- [Stored rows]
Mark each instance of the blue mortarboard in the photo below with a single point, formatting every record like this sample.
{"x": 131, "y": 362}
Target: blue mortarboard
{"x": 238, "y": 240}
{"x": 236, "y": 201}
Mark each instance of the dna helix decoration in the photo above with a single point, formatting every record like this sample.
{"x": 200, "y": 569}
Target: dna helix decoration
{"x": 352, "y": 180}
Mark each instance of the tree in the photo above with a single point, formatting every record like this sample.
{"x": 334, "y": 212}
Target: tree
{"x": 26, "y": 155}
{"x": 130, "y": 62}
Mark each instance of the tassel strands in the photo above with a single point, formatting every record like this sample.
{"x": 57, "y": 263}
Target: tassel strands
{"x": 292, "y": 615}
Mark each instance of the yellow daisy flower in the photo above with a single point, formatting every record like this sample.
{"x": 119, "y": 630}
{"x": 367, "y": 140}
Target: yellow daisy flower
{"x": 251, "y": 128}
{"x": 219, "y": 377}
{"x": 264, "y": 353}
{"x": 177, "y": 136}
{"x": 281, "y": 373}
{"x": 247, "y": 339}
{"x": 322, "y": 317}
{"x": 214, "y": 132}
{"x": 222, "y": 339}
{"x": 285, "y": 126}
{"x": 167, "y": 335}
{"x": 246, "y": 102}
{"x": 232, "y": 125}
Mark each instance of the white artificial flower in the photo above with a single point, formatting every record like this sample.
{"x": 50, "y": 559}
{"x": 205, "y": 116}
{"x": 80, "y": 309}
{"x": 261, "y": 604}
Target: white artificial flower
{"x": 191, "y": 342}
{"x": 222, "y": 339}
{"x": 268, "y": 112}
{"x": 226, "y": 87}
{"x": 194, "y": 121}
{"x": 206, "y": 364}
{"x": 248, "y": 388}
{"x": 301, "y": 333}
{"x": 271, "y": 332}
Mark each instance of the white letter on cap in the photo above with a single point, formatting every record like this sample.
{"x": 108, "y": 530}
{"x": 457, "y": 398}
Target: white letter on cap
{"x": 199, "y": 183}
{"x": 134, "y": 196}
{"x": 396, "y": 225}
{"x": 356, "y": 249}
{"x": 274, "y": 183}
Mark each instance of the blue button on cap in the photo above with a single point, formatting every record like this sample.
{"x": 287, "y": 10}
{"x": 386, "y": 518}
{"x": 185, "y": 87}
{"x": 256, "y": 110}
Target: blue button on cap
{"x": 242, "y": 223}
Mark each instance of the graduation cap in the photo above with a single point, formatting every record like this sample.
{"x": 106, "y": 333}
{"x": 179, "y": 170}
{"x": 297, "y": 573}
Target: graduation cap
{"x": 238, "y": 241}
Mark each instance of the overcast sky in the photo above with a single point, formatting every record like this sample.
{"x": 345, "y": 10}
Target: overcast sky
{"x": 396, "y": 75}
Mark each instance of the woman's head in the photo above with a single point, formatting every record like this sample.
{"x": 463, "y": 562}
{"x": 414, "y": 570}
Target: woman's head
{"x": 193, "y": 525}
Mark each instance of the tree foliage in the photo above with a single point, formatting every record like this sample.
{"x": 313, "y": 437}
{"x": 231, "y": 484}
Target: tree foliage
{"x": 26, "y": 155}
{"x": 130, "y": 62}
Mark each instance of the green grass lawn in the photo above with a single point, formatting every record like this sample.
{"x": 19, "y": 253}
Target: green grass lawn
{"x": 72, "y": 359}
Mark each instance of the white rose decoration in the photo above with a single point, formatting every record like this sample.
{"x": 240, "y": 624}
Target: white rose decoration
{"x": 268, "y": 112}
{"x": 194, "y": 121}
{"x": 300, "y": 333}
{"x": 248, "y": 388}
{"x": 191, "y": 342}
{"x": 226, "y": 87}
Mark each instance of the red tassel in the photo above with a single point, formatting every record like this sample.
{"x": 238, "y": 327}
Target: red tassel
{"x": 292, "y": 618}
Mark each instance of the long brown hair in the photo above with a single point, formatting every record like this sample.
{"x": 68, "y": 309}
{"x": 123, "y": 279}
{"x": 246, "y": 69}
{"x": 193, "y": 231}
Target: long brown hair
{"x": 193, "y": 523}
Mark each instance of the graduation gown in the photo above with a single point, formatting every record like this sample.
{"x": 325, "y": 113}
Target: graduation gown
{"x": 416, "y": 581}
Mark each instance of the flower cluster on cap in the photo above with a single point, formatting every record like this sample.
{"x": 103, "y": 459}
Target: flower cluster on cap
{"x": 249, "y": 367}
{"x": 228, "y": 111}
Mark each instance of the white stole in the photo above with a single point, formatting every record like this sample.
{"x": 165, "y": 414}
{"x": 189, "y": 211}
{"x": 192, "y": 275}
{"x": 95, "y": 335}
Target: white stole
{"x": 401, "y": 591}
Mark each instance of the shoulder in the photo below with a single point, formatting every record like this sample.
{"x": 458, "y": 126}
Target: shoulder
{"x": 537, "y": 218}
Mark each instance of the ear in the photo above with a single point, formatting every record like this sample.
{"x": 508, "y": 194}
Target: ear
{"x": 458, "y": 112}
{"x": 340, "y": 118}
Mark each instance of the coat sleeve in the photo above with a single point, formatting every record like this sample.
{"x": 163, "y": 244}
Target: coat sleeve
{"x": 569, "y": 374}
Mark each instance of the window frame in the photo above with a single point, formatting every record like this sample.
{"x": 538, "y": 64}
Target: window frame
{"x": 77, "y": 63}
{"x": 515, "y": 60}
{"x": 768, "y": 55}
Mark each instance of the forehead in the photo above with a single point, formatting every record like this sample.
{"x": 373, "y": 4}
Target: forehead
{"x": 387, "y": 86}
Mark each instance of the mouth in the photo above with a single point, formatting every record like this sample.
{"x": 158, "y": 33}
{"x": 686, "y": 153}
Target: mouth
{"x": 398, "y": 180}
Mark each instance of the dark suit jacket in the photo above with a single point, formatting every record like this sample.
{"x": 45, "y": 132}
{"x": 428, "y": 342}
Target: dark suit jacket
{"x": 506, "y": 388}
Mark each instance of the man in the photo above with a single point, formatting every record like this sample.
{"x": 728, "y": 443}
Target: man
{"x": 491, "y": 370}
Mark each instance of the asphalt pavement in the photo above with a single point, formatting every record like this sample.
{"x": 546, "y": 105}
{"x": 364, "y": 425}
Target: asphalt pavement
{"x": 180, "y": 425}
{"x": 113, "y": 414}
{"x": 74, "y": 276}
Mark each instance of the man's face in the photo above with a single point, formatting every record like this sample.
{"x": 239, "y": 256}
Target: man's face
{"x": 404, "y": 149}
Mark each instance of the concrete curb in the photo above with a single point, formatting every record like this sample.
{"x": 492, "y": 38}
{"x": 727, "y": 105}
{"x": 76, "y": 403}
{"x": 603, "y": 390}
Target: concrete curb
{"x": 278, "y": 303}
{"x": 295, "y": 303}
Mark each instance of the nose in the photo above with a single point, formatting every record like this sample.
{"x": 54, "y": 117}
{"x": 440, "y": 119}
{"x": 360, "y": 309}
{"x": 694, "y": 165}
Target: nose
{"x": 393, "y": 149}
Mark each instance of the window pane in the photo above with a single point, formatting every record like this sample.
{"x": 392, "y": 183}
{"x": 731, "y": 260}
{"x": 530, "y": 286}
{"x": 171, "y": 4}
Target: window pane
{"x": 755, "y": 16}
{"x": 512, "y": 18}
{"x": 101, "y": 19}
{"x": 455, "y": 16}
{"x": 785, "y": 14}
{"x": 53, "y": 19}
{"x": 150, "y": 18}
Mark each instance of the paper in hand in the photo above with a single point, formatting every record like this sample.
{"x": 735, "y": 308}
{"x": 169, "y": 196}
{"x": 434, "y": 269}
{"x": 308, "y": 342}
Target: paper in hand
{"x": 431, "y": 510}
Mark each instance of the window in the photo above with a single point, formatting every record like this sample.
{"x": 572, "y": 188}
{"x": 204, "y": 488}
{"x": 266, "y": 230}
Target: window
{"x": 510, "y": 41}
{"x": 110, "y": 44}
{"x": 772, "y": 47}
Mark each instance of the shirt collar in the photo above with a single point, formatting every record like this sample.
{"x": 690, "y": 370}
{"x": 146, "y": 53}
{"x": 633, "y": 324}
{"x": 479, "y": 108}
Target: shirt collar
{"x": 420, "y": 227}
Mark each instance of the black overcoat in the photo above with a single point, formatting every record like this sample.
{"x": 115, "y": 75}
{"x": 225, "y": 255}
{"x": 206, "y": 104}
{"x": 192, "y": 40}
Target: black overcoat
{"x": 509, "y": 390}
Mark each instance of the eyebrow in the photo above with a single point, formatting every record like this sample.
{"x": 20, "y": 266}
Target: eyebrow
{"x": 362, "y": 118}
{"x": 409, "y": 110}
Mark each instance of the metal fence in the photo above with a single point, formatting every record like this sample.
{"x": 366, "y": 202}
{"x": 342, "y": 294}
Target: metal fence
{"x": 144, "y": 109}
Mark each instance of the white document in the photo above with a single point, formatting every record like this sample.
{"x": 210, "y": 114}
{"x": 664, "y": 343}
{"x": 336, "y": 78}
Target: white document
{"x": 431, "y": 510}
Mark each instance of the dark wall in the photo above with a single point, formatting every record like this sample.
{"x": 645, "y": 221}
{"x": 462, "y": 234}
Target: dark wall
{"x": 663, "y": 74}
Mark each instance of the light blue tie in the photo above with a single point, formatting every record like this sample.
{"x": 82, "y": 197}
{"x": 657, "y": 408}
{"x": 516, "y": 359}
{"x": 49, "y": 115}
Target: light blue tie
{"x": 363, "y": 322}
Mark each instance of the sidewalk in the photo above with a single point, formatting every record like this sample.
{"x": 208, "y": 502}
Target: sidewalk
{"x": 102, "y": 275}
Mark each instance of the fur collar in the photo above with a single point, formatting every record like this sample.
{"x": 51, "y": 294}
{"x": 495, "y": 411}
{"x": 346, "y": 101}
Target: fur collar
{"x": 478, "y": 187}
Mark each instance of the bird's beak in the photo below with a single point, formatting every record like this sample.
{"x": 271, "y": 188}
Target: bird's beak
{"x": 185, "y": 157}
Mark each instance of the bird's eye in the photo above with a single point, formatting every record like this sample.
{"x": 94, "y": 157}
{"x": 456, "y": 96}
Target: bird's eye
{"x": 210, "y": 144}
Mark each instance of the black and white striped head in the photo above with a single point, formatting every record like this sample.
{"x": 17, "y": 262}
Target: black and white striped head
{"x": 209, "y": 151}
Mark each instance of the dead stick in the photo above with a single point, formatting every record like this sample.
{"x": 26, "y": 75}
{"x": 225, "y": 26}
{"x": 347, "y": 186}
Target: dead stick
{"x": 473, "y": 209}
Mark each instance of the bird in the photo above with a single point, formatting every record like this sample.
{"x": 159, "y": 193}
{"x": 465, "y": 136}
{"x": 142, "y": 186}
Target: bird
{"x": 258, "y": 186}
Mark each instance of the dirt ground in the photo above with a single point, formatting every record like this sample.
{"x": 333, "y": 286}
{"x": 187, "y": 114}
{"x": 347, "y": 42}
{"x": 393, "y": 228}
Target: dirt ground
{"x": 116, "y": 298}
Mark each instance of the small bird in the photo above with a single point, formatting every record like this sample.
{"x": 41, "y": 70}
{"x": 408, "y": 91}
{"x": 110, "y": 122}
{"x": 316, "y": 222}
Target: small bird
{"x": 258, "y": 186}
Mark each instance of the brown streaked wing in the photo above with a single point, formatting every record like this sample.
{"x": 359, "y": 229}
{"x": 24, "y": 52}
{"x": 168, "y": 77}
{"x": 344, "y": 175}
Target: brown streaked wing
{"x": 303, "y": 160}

- [Prompt] Exactly and only the lines from the line containing "Mark each instance of the dirt" through the last line of the entries should be copied, both ends included.

- [Problem solution]
Mark each instance of the dirt ground in the photo above with a single point, formatting every record like this sample.
{"x": 333, "y": 286}
{"x": 187, "y": 114}
{"x": 347, "y": 42}
{"x": 393, "y": 228}
Target: dirt ground
{"x": 116, "y": 298}
Mark each instance of the small bird in the photo above with a single point, formatting every record like this sample.
{"x": 41, "y": 70}
{"x": 408, "y": 91}
{"x": 110, "y": 122}
{"x": 316, "y": 222}
Target: small bird
{"x": 258, "y": 186}
Mark each instance of the brown streaked wing in the photo above with a single point, formatting every record like this sample.
{"x": 359, "y": 229}
{"x": 24, "y": 52}
{"x": 168, "y": 77}
{"x": 344, "y": 175}
Target: brown streaked wing
{"x": 303, "y": 160}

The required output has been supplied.